Required work
A. In the passage on hotel check-in kiosks, transcribe the text from "When arriving at" up to and including "at the kiosk.".
B. According to the passage on hotel check-in kiosks, what does a guest who has already used a mobile check-in option typically do at the kiosk to get their room keys?
Exercise passage section start
Some or all of the first five steps can be supported by three options: a mobile app (if the hotel has one); a web link sent by e-mail or text prior to arrival that opens a responsive web page that collects the necessary information. The final step, if the guest wants only a mobile key, can only be completed by the app or a progressive web app, optionally in conjunction with the kiosk. However, if the guests want physical keys (as most do), the kiosk is essential.
When arriving at the kiosk, a guest who has already used one of the mobile check-in options typically scans a QR code to obtain their room keys. If a guest has not completed all of the check-in steps prior to arrival, they can complete them at the kiosk.
The most common variations are at hotels where, due to governmental policy, a stronger verification of identity is required and possibly documented for reporting to authorities, or where banking practices require the physical presentation of a payment card. Depending on the specifics of the requirement, some of these can often be supported by mobile apps, progressive web apps, and kiosk providers.
In some cases, identity might be assumed, such as for a logged in user on a brand’s mobile app. If the hotel wants more certainty, some apps have the ability to import a copy of an identity document and match it to a selfie, which can include a test of “liveness” (i.e. not taking a picture of a picture) and even location and time (if the verification must occur on the hotel premises at check-in). A kiosk with a passport/ID card scanner and dual-lens camera can also do this. Both apps and kiosks can use software to validate the format of an identity document, and many can use optical character recognition to capture information for the PMS if needed. It is also possible to connect with governmental agencies to verify validity using third-party services; this can however be expensive, and since it is typically not done with manual check-in processes, it is likely optional for automated ones. In some jurisdictions, governments that require copies of identity documents are starting to accept them electronically, which is supported by some kiosk vendors and typically incurs no transaction cost.
Even where identity must still be checked by a hotel colleague, there are ways to streamline the process with kiosks. Most of the vendors support flexible workflows and many offer models that include cameras and microphones. It takes only a few seconds for a hotel colleague to look at a passport and face to ensure they match, and this can be done by having someone staff the kiosk area or remotely by video. None of the technologies are difficult, it is simply a matter of defining a workflow that the hotel can support and that minimizes wasted time for the guest and hotel staff.
Exercise passage section end
Dataset extract section start
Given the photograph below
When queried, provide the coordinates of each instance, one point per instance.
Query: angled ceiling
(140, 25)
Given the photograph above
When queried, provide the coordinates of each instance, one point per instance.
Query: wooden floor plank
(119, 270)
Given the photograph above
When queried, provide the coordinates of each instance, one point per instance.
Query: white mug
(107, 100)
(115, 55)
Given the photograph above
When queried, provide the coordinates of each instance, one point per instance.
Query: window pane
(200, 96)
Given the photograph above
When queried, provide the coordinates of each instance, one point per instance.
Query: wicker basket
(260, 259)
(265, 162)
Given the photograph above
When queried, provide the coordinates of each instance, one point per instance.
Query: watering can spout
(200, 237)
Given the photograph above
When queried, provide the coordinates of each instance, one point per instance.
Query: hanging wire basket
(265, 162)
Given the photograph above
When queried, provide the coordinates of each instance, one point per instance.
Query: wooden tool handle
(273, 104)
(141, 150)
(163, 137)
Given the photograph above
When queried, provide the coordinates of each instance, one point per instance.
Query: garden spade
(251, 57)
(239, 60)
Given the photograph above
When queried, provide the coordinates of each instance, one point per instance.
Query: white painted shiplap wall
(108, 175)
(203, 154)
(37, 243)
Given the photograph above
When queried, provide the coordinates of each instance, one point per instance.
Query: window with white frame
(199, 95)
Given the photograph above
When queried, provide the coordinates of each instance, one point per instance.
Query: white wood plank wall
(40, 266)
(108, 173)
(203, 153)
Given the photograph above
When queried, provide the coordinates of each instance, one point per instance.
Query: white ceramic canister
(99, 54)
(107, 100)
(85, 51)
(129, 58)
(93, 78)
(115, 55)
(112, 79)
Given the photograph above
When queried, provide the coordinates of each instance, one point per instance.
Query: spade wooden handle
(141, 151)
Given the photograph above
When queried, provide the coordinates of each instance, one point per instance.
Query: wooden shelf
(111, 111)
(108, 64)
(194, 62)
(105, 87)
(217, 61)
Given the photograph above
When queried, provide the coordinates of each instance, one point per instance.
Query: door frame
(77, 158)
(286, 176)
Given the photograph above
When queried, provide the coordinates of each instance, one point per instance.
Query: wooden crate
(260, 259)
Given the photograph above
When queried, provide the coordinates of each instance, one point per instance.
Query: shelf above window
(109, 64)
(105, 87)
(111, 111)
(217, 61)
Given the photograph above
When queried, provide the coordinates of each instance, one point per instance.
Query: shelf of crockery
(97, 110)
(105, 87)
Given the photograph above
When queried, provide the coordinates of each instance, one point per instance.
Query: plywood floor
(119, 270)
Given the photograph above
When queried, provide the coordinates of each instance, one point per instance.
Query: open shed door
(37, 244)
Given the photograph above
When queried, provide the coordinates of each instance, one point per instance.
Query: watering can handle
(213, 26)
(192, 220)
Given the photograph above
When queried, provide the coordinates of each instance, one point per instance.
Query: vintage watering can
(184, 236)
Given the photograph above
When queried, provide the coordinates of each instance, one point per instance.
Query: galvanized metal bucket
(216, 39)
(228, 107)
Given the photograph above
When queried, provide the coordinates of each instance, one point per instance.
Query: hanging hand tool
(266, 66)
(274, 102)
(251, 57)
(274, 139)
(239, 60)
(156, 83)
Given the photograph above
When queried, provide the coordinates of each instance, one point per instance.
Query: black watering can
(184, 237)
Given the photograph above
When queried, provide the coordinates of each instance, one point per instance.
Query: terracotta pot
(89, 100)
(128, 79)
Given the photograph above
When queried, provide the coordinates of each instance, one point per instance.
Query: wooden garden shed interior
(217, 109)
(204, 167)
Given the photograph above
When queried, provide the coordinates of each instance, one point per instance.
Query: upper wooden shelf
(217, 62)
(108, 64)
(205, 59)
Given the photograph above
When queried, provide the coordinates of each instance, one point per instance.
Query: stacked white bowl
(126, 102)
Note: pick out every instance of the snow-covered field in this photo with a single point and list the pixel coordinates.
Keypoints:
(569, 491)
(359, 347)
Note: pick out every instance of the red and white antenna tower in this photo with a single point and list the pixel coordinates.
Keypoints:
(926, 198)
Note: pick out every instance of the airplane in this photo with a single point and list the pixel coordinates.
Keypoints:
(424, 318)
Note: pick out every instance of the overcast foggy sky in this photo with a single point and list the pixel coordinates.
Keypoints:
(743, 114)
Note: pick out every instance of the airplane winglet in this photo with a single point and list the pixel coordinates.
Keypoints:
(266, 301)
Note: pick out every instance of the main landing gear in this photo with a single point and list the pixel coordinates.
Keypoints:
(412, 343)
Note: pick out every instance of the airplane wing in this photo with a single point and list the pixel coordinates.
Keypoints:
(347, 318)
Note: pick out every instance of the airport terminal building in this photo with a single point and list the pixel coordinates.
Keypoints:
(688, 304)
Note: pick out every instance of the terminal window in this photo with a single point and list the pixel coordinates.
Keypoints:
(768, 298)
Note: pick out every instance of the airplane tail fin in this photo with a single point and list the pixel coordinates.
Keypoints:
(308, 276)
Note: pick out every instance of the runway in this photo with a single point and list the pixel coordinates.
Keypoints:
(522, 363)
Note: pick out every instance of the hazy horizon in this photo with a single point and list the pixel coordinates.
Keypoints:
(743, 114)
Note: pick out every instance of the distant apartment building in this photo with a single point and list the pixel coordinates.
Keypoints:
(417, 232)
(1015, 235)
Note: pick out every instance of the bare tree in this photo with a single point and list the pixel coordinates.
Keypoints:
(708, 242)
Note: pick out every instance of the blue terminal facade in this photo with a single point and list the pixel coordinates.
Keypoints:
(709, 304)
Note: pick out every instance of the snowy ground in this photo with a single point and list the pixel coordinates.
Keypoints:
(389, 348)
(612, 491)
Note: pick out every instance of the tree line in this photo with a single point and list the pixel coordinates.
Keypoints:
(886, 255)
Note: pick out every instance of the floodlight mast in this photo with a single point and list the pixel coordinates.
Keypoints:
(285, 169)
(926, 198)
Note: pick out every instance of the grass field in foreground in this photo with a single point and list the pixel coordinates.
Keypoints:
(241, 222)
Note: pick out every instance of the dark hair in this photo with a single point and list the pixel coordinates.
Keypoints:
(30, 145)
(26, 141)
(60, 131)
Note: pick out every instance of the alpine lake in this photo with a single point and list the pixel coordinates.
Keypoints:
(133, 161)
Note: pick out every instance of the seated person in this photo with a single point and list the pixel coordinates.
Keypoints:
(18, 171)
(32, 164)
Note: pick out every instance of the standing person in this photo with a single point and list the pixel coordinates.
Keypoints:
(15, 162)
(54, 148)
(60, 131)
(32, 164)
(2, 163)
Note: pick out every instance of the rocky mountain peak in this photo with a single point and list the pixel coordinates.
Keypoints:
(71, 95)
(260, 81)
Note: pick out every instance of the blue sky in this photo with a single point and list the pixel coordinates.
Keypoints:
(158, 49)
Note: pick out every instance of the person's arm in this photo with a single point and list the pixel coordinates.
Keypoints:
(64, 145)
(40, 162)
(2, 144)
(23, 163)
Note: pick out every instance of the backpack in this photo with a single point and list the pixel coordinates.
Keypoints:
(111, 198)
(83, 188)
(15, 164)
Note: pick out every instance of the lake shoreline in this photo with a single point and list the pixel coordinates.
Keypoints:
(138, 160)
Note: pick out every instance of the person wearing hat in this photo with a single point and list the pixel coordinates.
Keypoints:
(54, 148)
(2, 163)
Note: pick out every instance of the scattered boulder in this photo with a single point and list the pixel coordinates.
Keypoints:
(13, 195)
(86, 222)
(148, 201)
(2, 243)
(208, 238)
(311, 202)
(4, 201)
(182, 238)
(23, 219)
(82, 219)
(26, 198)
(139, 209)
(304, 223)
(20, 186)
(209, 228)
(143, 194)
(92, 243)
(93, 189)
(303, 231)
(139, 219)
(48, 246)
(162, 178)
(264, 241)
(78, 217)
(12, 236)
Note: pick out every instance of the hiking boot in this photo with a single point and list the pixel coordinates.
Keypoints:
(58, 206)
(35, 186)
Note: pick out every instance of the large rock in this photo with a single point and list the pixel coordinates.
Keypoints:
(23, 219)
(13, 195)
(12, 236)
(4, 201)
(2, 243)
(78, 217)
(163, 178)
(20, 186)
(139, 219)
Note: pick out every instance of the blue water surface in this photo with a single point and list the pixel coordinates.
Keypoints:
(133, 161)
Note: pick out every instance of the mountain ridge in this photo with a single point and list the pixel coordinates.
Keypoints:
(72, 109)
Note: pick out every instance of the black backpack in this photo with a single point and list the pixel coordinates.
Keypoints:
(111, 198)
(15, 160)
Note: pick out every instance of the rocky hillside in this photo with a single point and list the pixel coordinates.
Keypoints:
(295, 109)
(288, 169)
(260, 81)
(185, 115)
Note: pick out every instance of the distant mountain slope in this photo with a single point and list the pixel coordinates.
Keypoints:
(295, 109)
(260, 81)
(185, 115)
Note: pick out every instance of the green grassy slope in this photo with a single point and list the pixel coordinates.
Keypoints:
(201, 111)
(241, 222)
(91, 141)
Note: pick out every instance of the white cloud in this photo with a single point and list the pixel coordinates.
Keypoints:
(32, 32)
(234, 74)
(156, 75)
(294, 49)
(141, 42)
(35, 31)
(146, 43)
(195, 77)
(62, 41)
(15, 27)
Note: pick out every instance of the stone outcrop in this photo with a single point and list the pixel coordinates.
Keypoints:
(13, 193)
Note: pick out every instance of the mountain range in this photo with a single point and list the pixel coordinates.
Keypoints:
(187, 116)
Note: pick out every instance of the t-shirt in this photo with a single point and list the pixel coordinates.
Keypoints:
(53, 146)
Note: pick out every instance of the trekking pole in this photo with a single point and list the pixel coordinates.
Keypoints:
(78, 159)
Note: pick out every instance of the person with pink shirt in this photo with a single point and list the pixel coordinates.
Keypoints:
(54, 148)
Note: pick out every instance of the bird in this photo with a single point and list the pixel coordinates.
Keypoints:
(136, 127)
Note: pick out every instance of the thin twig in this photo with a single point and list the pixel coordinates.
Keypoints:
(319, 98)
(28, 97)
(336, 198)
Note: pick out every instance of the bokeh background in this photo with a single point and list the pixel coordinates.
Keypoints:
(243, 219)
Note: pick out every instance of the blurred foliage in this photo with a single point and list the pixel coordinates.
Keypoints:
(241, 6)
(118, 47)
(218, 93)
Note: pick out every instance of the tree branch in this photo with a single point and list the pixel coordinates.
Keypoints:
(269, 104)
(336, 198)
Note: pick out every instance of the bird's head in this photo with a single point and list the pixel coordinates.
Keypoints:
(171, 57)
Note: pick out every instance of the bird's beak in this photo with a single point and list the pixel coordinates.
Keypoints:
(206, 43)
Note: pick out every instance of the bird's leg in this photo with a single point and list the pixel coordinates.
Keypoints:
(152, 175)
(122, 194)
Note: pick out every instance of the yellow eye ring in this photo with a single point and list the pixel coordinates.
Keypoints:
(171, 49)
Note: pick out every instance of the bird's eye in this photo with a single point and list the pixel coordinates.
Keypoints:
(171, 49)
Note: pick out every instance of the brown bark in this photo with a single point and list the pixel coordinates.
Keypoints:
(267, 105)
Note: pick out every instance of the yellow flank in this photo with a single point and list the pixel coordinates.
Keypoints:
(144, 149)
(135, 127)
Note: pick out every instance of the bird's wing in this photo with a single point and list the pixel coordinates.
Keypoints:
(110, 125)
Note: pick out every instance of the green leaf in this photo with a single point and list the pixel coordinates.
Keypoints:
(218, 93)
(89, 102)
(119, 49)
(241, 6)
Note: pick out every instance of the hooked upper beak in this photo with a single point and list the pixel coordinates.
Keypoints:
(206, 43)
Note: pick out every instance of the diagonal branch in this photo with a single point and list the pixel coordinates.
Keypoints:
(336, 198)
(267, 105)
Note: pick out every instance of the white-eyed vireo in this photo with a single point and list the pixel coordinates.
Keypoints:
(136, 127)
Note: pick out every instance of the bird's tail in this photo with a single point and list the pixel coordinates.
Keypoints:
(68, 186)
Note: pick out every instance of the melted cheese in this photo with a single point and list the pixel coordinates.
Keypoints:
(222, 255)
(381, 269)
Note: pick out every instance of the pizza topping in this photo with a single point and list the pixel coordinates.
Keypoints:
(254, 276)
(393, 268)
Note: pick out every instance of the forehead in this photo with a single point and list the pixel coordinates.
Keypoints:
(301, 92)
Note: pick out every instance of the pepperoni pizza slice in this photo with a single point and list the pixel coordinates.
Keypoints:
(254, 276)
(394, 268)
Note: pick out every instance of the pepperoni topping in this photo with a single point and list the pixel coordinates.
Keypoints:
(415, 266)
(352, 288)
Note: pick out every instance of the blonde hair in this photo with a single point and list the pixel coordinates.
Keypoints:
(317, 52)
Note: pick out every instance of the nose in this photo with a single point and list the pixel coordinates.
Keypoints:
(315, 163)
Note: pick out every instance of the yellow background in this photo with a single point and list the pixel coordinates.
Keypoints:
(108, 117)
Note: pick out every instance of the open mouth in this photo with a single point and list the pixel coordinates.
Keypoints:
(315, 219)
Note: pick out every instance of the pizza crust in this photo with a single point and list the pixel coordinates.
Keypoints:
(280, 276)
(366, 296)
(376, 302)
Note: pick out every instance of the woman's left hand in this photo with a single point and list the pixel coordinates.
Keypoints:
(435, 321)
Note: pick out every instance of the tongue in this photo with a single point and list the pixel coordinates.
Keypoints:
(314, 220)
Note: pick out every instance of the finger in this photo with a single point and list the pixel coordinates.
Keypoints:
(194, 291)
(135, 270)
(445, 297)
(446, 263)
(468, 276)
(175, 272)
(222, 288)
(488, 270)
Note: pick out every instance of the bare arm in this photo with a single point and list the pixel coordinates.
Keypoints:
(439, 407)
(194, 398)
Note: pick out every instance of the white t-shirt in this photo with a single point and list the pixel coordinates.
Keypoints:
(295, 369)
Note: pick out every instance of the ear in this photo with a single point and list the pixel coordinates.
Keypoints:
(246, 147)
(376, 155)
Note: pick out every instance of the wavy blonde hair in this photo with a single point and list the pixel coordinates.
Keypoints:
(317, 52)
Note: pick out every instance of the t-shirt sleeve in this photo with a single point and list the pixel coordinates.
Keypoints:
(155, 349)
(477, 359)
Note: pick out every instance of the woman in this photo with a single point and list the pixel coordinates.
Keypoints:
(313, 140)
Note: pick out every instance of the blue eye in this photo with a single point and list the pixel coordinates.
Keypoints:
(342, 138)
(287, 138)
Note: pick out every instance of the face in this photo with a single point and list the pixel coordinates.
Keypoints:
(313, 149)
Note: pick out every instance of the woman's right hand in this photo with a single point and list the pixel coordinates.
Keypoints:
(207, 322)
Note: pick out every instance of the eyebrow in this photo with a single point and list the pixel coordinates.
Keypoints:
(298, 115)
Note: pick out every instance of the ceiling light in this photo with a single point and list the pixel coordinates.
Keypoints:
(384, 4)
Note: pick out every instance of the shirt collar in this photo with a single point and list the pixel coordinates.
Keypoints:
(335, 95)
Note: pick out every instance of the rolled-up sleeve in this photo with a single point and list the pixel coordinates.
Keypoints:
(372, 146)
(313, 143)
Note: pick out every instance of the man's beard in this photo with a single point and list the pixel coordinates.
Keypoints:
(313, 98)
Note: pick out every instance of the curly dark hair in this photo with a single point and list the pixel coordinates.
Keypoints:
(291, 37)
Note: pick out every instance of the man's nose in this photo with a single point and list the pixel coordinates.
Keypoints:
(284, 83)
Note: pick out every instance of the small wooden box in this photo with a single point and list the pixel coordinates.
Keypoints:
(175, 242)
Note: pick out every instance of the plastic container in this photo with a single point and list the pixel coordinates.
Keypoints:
Dataset extract section end
Solutions to the problems
A.
When arriving at the kiosk, a guest who has already used one of the mobile check-in options typically scans a QR code to obtain their room keys. If a guest has not completed all of the check-in steps prior to arrival, they can complete them at the kiosk.

B. They scan a QR code.